» PROBLEM SET:
1. Translate this sentence from the journal entry about Melvin into Spanish: "He is one tribe, I am another, and we are not at war."
2. Answer these questions using the journal entry about Melvin:
(a) What did the writer wheel home through the snow?
(b) What was Melvin carrying when the writer saw him going home at evening?
(c) What did the writer see in the snow instead of any bird?
3. List every word the journal entry about Melvin uses to describe Melvin's hound.

# START OF TEXT TO READ

P. M. — Got in my boat, which before I had got out and turned up on the bank. It made me sweat to wheel it home through the snow, I am so unused to the work of late.
Then walked up the railroad. The clear straw-colored grass and some weeds contrasting with the snow it rises above. Saw little in this walk.
Saw Melvin's lank bluish-white black-spotted hound, and Melvin with his gun near, going home at eve. He follows hunting, praise be to him, as regularly in our tame fields as the farmers follow farming. Persistent Genius! How I respect him and thank him for him! I trust the Lord will provide us with another Melvin when he is gone. How good in him to follow his own bent, and not continue at the Sabbath-school all his days! What a wealth he thus becomes in the neighborhood! Few know how to take the census. I thank my stars for Melvin. I think of him with gratitude when I am going to sleep, grateful that he exists, — that Melvin who is such a trial to his mother. Yet he is agreeable to me as a tinge of russet on the hillside. I would fain give thanks morning and evening for my blessings. Awkward, gawky, loose-hung, dragging his legs after him. He is my contemporary and neighbor. He is one tribe, I am another, and we are not at war.
I saw but little in my walk. Saw no bird, only a crow's track in the snow.

# END OF TEXT TO READ
# START OF GIVEN MATERIAL

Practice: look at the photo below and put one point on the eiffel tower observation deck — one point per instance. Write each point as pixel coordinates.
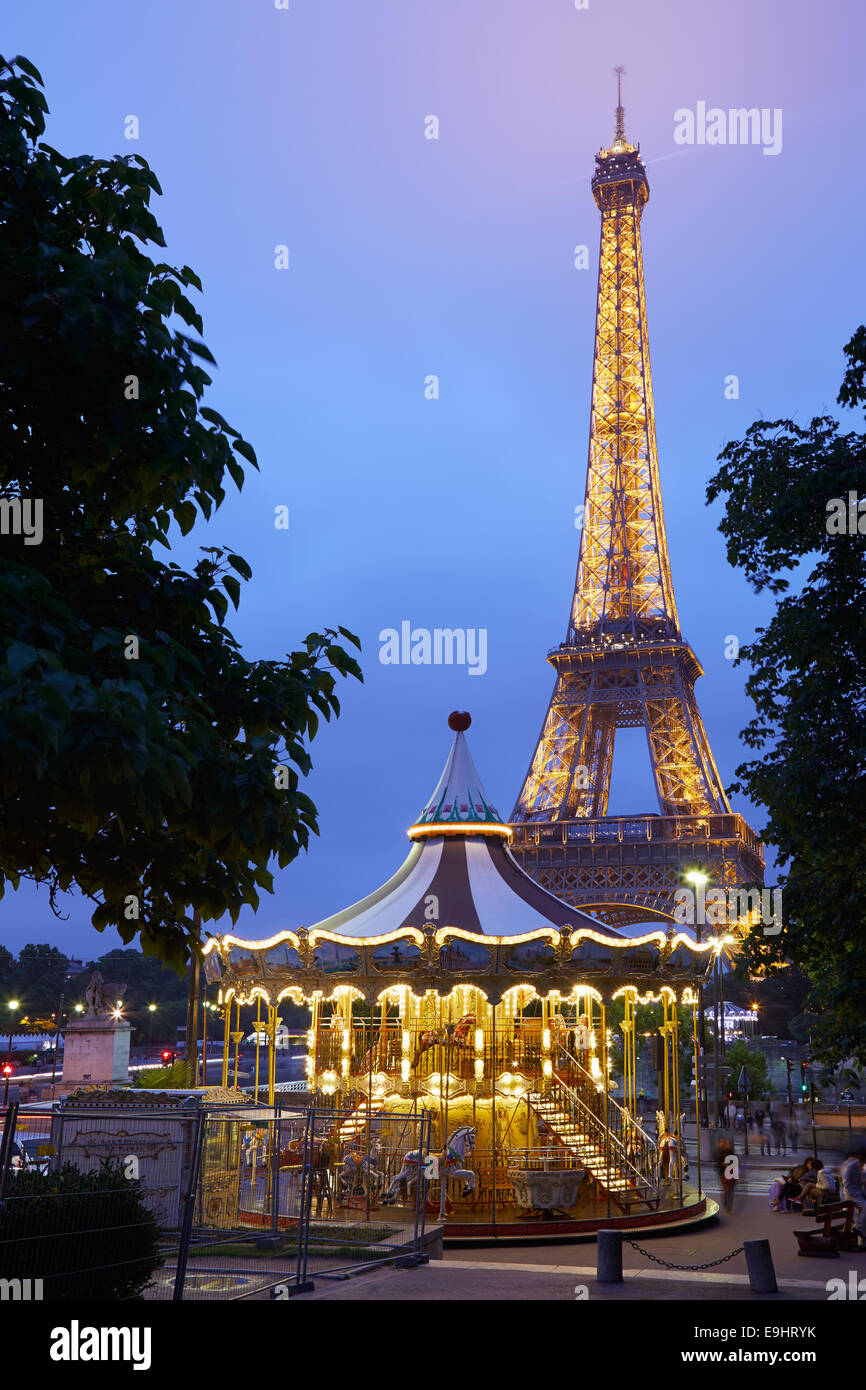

# END OF GIVEN MATERIAL

» TASK-BY-TASK ANSWERS:
1. Él es una tribu, yo soy otra, y no estamos en guerra.

2.
(a) The writer's boat.
(b) His gun.
(c) A crow's track.

3.
lank
bluish-white
black-spotted